Moi, c'est cette phrase-là que j'ai du mal à comprendre. Je comprendrais éventuellement _Au pire, il fera chaud et je transpirerai_, mais _au pire il fait chaud (et) au pire je transpire_, je ne vois pas dans quel contexte, je pourrais dire ou entendre ça.  

@DearPrudence, Ok, désolé, j'avais mal lu votre commentaire. Je pensais que vous aviez dit qu'elle était laide. Oui, c'est un jugement de valeur et je l'assume totalement. Cette faute me hérisse le poil à chaque fois que je l'entends. Mais je maintiens qu'elle me semble quand même assez proche de la tournure classique _plus ... plus _pour être comprise sans difficulté, même si ce n'est manifestement pas l'avis de tout le monde... avis que chacun est bien sûr en droit d'avoir.


----------



## Piotr Ivanovitch

> Cette faute me hérisse le poil à chaque fois que je l'entends.


Au plus que tu l'entends, au plus qu'elle te hérisse le poil, et au moin*ss* que tu est calme.


----------



## Maître Capello

StefKE said:


> Moi, c'est cette phrase-là que j'ai du mal à comprendre. Je comprendrais éventuellement _Au pire, il fera chaud et je transpirerai_, mais _au pire il fait chaud (et) au pire je transpire_, je ne vois pas dans quel contexte, je pourrais dire ou entendre ça.


Je n'ai pas dit que je lui donnais du sens, ni que je pourrais dire ou entendre cela. Moi non plus je ne la comprendrais pas, mais il en allait de même de la phrase d'origine avec _au plus… au plus_…


----------



## Chimel

StefKE said:


> De plus, il me semble que pour être qualifiée de régionalisme, une tournure doit être répandue mais aussi acceptée dans la région en question. Or, le tour "au plus ... au plus" n'est pas plus accepté en français de Belgique qu'il ne l'est en France. C'est une faute, ni plus ni moins.


Comme toi, je trouve curieux que DearPrudence et Maître Capello auraient eu du mal à comprendre cette tournure. Mais c'est sans doute parce que nous sommes habitués à l'entendre. Et s'il l'affirment, c'est comme ça, on ne peut que leur faire confiance.

En revanche, pas d'accord avec ta définition du régionalisme. D'abord ce "taux (régional) d'acceptation" est difficile à mesurer. Ensuite, si les gens utilisent une tournure, c'est en principe qu'ils l'acceptent et la croient correcte, personne ne fait des fautes pour le plaisir.
::::
OBJECTIF → Dans la discussion sur la tournure « au plus… au plus », quel défaut Chimel reproche-t-il au « taux (régional) d'acceptation » ? Appuyez-vous uniquement sur la discussion.

DONNÉES BRUTES →
::::
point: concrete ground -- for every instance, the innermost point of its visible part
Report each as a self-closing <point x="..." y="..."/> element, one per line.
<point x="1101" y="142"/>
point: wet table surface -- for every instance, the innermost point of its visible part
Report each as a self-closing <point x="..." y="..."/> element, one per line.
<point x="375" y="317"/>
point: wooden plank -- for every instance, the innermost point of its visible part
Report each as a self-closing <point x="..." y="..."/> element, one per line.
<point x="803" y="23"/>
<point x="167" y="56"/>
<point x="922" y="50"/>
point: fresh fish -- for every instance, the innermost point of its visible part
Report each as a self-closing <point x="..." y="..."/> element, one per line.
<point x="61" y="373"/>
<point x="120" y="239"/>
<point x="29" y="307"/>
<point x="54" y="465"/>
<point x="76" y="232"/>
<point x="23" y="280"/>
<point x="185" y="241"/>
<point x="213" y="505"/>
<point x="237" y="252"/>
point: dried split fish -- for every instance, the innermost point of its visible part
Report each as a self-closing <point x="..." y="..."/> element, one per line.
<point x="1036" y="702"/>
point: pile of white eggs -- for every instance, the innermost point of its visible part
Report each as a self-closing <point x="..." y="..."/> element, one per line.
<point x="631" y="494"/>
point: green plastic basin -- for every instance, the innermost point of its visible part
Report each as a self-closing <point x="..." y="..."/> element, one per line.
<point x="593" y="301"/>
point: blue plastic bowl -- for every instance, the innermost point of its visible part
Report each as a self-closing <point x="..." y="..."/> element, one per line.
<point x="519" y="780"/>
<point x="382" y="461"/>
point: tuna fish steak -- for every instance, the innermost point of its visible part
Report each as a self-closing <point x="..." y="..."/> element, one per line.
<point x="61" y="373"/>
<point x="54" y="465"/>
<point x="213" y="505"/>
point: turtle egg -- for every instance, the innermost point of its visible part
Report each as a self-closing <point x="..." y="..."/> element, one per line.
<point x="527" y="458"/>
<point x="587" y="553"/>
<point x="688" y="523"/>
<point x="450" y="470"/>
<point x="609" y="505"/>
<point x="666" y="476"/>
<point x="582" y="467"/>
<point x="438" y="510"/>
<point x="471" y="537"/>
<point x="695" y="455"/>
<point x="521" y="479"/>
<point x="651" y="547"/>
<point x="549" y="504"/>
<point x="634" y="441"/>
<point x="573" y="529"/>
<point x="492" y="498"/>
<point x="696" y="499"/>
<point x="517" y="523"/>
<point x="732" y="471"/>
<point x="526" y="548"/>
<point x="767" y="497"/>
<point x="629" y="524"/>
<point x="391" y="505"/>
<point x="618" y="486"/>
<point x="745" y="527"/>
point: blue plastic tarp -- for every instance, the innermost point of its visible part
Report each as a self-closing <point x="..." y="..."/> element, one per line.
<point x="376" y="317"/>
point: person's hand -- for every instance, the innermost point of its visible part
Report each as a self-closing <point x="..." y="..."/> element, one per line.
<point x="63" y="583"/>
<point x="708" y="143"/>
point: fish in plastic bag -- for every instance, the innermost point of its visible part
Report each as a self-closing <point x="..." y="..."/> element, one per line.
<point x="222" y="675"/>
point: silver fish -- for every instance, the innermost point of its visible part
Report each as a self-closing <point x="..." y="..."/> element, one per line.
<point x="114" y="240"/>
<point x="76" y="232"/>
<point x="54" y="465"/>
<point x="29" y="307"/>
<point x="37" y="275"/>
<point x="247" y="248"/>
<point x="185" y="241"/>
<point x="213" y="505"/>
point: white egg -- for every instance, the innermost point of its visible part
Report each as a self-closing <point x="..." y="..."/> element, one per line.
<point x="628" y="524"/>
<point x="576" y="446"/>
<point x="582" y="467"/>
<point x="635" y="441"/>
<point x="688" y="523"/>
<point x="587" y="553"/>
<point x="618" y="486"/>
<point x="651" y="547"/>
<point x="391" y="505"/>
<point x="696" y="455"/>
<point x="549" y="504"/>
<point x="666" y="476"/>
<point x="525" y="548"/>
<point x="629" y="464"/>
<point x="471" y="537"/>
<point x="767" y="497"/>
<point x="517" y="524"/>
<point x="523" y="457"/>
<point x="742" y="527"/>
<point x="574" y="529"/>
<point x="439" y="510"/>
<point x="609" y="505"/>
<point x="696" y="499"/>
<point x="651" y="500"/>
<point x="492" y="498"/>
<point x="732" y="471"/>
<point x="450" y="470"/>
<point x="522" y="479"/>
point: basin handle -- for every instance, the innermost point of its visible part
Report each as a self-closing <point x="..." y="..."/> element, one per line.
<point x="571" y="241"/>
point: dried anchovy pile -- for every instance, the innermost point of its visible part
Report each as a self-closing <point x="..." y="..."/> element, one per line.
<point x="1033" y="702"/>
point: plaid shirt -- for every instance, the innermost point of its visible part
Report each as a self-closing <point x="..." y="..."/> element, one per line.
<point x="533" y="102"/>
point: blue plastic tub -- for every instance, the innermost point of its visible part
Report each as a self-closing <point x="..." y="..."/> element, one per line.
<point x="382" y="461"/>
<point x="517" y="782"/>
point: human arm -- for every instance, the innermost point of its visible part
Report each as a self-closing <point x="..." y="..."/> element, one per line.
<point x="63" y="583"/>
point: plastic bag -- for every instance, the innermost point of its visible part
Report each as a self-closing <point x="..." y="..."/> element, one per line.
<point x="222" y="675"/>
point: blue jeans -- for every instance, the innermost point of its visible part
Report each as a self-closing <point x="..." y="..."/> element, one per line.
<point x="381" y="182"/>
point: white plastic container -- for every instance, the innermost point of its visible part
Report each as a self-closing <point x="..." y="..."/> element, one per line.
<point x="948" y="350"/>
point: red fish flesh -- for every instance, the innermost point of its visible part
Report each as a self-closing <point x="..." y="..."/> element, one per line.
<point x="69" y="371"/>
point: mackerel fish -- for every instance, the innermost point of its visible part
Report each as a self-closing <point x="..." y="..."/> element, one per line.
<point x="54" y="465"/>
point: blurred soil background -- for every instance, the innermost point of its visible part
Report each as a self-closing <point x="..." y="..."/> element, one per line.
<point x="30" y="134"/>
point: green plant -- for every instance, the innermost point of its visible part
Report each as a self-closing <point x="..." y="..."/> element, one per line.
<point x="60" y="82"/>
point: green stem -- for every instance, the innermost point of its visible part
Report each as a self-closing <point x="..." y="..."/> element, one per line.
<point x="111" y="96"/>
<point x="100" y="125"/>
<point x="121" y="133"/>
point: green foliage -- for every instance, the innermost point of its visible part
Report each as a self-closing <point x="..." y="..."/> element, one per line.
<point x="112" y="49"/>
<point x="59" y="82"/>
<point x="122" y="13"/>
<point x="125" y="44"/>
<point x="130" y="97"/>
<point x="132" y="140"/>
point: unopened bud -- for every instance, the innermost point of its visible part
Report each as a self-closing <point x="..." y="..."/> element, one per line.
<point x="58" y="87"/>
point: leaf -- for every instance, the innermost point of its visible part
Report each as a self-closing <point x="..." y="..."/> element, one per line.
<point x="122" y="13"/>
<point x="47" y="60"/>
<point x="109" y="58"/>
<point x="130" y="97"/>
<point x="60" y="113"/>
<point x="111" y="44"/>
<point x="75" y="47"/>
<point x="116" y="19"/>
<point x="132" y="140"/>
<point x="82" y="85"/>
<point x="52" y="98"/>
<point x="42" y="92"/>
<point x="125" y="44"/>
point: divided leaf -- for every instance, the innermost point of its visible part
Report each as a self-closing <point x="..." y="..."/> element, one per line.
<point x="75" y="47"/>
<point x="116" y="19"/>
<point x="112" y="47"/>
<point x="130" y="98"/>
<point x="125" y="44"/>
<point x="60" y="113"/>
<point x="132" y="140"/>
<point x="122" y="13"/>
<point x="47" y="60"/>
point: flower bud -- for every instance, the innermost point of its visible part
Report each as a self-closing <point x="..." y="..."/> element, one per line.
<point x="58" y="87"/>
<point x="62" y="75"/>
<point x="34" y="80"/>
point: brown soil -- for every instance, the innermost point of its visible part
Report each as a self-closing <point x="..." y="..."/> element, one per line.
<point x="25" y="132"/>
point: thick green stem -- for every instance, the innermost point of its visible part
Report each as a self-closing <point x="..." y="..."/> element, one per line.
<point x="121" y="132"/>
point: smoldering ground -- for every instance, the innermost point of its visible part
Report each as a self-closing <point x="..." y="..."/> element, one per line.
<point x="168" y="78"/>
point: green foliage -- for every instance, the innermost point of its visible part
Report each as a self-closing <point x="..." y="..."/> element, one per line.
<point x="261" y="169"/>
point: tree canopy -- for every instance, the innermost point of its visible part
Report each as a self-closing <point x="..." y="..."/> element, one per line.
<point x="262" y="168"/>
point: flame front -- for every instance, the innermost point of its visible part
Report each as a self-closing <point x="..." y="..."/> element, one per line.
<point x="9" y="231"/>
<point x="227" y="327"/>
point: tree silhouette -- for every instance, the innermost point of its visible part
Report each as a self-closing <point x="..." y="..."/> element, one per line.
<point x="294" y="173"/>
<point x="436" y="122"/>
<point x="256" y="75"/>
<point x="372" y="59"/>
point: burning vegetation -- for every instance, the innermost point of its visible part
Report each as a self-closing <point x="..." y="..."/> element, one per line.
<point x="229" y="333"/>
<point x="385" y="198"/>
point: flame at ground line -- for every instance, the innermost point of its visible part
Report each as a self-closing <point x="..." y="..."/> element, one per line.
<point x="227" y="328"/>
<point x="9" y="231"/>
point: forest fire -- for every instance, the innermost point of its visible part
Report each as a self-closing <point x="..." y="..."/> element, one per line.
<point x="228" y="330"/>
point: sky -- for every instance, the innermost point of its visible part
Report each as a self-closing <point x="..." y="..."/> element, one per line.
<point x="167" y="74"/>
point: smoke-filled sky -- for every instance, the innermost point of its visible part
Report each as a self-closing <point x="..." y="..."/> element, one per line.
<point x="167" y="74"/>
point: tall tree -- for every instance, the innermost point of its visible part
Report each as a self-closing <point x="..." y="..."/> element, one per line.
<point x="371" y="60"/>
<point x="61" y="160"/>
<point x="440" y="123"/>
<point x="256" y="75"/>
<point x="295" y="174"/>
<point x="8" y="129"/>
::::
CORRIGÉ → Il est difficile à mesurer.